These third molecules are used as starting molecules of lower-layer retrosynthetic routes, so that during the exploration of the retrosynthetic route of each molecule, it is not necessary to continuously perform disassembly until the maximum depth is reached or until the exploration of the entire route is completed, thereby saving time.
the use of representative molecules as the third molecules greatly reduces the calculation amount of the subsequent training process, reduces the time for determining a molecular retrosynthetic route, and further improves the training speed.
the server obtains a second cost dictionary based on second disassembly paths of the third molecules, the second cost dictionary including the molecular expression information of each of the third molecules and cost value information corresponding to each of the third molecules, and the cost value information of the third molecule being used for representing a cost required to disassemble the third molecule according to the corresponding second disassembly path.
FIG. 5 is a flowchart of a method for obtaining a second cost vocabulary according to an embodiment of this disclosure. Specifically, the method includes the following steps 501 to 507 . Steps 501 to 507 are similar to the process of executing the above steps 401 to 407 , so steps 501 to 507 are merely briefly described below, and the specific implementations will not be repeated.
step 501 the server divides the disassembly task of each of the third molecules into a plurality of second subtasks based on the molecular expression information of each of the third molecules, the disassembly task being dividing the third molecule according to the disassembly path.
the third molecules are molecules obtained after performing the above step 410 .
the server divides the disassembly tasks of the plurality of third molecules into multiple subtasks based on the molecular expression information of each third molecule.
step 502 the server allocates the second subtasks to a plurality of computing nodes, so that the computing nodes calculate and return the second initial cost value functions of the third molecules, the second initial cost value functions being calculated by the corresponding computing nodes based on molecular cost value reference information.
the server can process data based on multiple computing nodes at the same time.
the server assigns multiple second subtasks to multiple computing nodes, with one second computing node being responsible for the disassembly task of at least one third molecule.
the second initial cost value function is an initial cost value function of each third molecule calculated by the computing node based on the molecular expression information of each third molecule and by using the molecular cost value reference information.
the cost value function is used for determining the disassembly path with the least cost to disassemble the molecule according to the molecular expression information of the molecule.
the cost value function of each third molecule is initialized using the molecular cost value reference information, to avoids the unstable strategy that is likely to be generated due to cost value functions obtained by random initialization, thereby improving the stability of the strategy for determining a molecular disassembly route based on cost value functions.

************

### Stated exercise 1
In the rows below, starting at the first row and ending at the line that contains "left=255, top=27, right=424, bottom=96", replace "storm" with "rain" and leave everything else unchanged. Omit the pictures from your answer.

************

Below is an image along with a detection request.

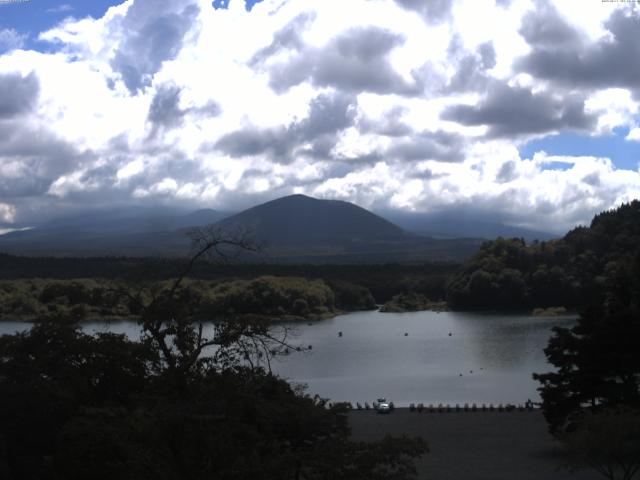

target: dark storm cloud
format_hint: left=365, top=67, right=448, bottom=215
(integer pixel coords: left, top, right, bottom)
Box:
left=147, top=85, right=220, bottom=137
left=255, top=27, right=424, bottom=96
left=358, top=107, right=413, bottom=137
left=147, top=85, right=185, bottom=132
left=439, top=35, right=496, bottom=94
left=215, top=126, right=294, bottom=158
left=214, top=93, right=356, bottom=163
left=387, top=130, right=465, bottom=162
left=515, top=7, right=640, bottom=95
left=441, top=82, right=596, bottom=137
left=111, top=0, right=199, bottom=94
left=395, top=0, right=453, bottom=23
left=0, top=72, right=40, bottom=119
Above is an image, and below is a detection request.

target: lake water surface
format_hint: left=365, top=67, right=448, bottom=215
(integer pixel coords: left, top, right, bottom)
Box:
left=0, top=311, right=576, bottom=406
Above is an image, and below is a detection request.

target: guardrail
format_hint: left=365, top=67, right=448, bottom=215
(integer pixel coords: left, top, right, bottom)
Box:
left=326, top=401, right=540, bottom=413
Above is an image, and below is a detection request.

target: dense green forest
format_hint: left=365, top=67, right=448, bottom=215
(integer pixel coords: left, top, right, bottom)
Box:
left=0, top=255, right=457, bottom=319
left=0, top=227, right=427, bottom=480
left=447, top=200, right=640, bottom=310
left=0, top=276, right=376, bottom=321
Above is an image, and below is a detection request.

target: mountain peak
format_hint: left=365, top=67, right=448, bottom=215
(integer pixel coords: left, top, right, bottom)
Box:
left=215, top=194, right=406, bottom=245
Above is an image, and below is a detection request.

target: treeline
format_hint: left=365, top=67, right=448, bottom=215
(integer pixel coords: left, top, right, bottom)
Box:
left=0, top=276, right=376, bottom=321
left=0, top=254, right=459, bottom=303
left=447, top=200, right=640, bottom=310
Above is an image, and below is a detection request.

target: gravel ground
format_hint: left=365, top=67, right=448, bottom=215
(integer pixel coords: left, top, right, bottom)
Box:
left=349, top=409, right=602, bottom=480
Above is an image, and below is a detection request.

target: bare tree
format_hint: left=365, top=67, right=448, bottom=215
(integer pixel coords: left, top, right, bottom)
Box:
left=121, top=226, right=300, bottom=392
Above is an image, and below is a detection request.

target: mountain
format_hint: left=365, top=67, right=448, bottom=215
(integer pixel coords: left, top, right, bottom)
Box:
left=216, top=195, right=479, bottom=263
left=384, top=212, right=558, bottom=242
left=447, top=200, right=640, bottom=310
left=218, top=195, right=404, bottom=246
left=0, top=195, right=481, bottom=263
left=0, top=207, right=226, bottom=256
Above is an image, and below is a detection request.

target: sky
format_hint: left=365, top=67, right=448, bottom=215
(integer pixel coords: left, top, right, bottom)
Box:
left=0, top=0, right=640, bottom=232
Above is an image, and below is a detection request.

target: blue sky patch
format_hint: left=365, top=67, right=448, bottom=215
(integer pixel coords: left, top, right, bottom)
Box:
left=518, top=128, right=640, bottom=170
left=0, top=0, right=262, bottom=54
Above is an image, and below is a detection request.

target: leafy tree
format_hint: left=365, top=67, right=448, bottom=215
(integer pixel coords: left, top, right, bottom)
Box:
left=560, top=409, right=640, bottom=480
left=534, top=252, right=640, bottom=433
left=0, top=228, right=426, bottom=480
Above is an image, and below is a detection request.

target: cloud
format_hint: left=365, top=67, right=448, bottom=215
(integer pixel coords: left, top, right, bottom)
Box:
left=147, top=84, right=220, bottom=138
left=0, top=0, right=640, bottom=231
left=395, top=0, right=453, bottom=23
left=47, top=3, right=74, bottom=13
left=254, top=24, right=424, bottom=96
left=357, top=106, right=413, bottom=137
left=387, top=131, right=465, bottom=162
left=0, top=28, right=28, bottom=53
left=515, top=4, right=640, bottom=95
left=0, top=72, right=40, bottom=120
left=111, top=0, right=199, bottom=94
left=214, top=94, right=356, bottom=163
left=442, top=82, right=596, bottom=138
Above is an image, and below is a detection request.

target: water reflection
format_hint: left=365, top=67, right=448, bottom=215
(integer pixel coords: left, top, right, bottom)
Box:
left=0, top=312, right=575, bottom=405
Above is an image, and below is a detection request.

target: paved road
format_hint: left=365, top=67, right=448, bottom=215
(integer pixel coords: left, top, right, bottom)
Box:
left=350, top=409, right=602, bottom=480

************

### Stated exercise 2
Summarize the passage on retrosynthetic routes in two sentences.

### Result 1
Below is an image along with a detection request.


target: dark rain cloud
format_hint: left=365, top=67, right=448, bottom=215
(integer pixel coords: left, top, right, bottom)
Box:
left=147, top=85, right=220, bottom=137
left=255, top=27, right=424, bottom=96

### Result 2
Representative third molecules serve as starting molecules of lower-layer retrosynthetic routes, which greatly reduces the calculation amount and the time needed to determine a molecular retrosynthetic route. A server obtains a second cost dictionary by dividing the disassembly tasks of the third molecules into subtasks and allocating them to multiple computing nodes, which calculate initial cost value functions from molecular cost value reference information to improve the stability of the strategy for determining a disassembly route.